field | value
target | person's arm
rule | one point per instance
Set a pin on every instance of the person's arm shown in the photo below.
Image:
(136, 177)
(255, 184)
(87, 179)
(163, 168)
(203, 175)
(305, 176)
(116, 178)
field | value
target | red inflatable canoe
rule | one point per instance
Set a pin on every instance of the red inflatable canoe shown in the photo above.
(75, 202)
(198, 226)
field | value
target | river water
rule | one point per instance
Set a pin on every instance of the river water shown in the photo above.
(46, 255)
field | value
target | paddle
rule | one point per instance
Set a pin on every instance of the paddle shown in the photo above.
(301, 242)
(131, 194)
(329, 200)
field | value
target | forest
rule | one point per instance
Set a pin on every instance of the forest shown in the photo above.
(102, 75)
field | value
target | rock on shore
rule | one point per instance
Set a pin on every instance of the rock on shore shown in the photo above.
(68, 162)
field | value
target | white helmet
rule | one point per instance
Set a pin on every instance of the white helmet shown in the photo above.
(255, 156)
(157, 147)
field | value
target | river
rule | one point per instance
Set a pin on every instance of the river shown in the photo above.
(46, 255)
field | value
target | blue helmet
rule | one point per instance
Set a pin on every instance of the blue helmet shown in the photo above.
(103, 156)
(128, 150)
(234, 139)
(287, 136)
——————————
**Instructions for the task**
Lines of the data that include the string "target" are to be counted; report the total by itself.

**Task answer**
9